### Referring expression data
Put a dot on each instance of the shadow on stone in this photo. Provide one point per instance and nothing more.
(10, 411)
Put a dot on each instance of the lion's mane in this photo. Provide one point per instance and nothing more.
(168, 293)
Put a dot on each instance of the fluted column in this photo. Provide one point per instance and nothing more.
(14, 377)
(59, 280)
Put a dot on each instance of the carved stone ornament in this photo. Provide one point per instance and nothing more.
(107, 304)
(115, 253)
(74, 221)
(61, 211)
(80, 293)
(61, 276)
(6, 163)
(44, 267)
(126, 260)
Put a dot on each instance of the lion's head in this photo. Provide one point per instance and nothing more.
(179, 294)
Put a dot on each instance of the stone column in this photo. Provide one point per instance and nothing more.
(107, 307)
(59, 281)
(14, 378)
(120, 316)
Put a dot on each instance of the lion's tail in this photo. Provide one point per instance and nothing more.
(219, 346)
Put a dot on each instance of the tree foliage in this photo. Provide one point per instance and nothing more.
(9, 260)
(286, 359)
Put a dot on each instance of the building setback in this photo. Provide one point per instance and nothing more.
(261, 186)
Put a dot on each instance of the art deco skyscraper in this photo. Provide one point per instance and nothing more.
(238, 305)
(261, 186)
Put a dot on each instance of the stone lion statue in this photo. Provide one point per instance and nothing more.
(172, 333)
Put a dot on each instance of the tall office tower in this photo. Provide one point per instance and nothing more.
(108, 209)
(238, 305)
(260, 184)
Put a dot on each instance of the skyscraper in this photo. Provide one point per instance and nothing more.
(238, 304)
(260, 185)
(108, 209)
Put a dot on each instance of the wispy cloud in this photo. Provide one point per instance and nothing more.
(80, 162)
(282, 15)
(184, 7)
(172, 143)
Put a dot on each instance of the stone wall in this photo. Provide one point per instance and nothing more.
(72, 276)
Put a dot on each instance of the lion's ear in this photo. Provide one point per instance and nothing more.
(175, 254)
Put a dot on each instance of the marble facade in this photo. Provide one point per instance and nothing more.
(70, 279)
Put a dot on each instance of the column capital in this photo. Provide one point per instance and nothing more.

### Task to complete
Retype exactly, and only, the lines from the line holding "Put a dot on each instance of the stone wall" through the last line of the data; both of those lines count.

### Response
Put a dot on each instance of the stone wall in this photo. Provide one point per instance and nothing more.
(72, 276)
Put a dot on each instance of the lion's ear in this photo. Provide one point per instance and nothing more.
(175, 254)
Put a dot on each instance of the marble facade in this photo. Provide one point per instance and nothing more.
(70, 279)
Put a dot on each instance of the column capital in this photo. Provide one point per instance and nothing more.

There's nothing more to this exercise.